-- TEXT UNDER STUDY follows --
In a Violent Nature is body horror told from the perspective of the body.
This impetus of the film – its centering of a nonhuman perspective – is amplified at the end when Kris is picked up by a woman in a truck, who tells a long story about her brother Bobby – a forest ranger – being mauled by a bear. She is prompted to tell this story because when she asks Kris what happened to her in the woods, Kris responds only: “It was an animal.”
When Kris hears the story of Bobby, she asks the woman why the bear left him alive, why the bear didn’t eat him. The woman talks of “henhouse syndrome,” in which predator animals “just keep killing everything around them. They don’t go back for food or anything. They just keep killing. No reason at all. Animals,” she concludes, “don’t get too hung up on reason.” This story obviously aligns the bear with the killer Kris has just encountered, thus affirming his irrational and violent “nature.”
But the film actually offers another view – posing both for the viewer to consider. In a Violent Nature gives its killer, from the beginning, a name (Johnny), as well as a distinct precipitating cause for his violence. He is thus also rendered as a quite human killer.
Like many slasher killers, Johnny was tormented by others – tricked up into a fire tower and then scared so much he fell to his death. (This is specifically like the opening of 1980’s Prom Night, in which a child is bullied and falls from the upper floor of a building to her death.) Johnny is also defined, then, not only by the woods and animals, with which he often seems aligned, but by two human artifacts: his mother’s locket and a red toy car, signaling his childhood, his grief, and his loss. In these ways, then, In a Violent Nature distinguishes Johnny from the nature around him and shows his own violent nature to be a quite human creation – the result of torment and bullying. Johnny’s violent rampage in the film is bookended by Troy’s taking his mother’s locket and Kris’s putting it back.
-- TEXT UNDER STUDY concluded --
**TASKS TO CARRY OUT**
**1.** Based on the passage about the film In a Violent Nature, say whether each statement below agrees with it. Answer yes or no, and quote the deciding words of the passage exactly.
(a) The woman who picks Kris up describes her brother Bobby as a forest ranger.
(b) The film keeps its killer unnamed until the end.
(c) Johnny is defined in part by his mother's locket and a red toy car.
**2.** From the passage about the film In a Violent Nature, return the words starting with "But the film" and going on through "quite human killer.", unchanged.
**3.** Take the passage about the film In a Violent Nature further, picking up after its final sentence.
-- GIVEN DATA follows --
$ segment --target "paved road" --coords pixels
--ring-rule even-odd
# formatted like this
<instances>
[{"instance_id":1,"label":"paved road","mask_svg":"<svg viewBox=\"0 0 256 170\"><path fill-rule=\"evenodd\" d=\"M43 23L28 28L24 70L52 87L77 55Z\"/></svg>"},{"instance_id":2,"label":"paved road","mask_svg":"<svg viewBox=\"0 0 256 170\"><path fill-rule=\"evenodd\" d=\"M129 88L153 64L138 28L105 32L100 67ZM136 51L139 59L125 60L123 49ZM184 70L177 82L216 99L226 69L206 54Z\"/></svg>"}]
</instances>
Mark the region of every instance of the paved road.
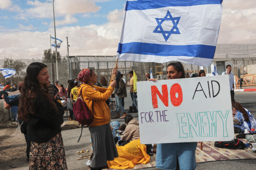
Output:
<instances>
[{"instance_id":1,"label":"paved road","mask_svg":"<svg viewBox=\"0 0 256 170\"><path fill-rule=\"evenodd\" d=\"M128 97L125 98L125 109L128 110L129 106L131 105L131 99L129 90L127 91ZM249 110L253 116L256 118L256 105L255 104L256 92L236 92L235 99L238 102ZM131 114L134 117L138 118L138 113ZM111 113L111 116L115 115ZM111 119L111 121L117 120L120 123L124 123L124 119ZM67 121L65 118L65 121ZM69 170L85 170L87 166L85 162L87 159L76 160L79 156L76 151L83 149L89 150L90 136L88 128L84 128L82 137L79 142L77 142L81 133L81 129L66 130L62 131L62 136L65 147L67 166ZM240 160L230 161L217 161L197 164L196 170L222 170L234 169L239 170L254 170L256 169L256 160ZM145 170L155 170L155 167L145 169ZM24 163L23 167L19 168L19 170L28 170L28 164Z\"/></svg>"}]
</instances>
-- GIVEN DATA concluded --
**RESULTS IN ORDER**
**1.**
(a) Yes: "her brother Bobby – a forest ranger – being mauled by a bear"
(b) No: "In a Violent Nature gives its killer, from the beginning, a name (Johnny)"
(c) Yes: "two human artifacts: his mother’s locket and a red toy car"

**2.**
But the film actually offers another view – posing both for the viewer to consider. In a Violent Nature gives its killer, from the beginning, a name (Johnny), as well as a distinct precipitating cause for his violence. He is thus also rendered as a quite human killer.

**3.**
The ending is ambiguous then: does an irrational and violent nature – signified by “henhouse syndrome” – wait patiently to destroy those who encounter it? That is certainly one affective response to the ending of the film, in which Kris gazes with anticipatory terror into the woods.
Or is violence activated by other humans, by the things we do to each other? This too is a lingering source of dread throughout the film’s ending after the unnamed woman picks Kris up in her truck. Is she to be trusted? Is she, not the woods, not “nature,” the threat? Slasher fans will certainly be wary of the woman, remembering the fate of Annie in Friday the 13th, who made the mistake of accepting a ride from Mrs. Voorhees. Or the fate of Parker (Gideon Adlon), who barely survives being picked up and “rescued” by her would-be killer in the recent slasher, Sick (John Hyamns, 2022).
There is no final emergence of the killer in In a Violent Nature – no Jason surging from the water. But the viewer sits, with Kris, staring in terror at the woods, feeling only dread about the woods, about her seeming rescuer. Where is the threat? The film suggests that it could lie in nature or humans – or both.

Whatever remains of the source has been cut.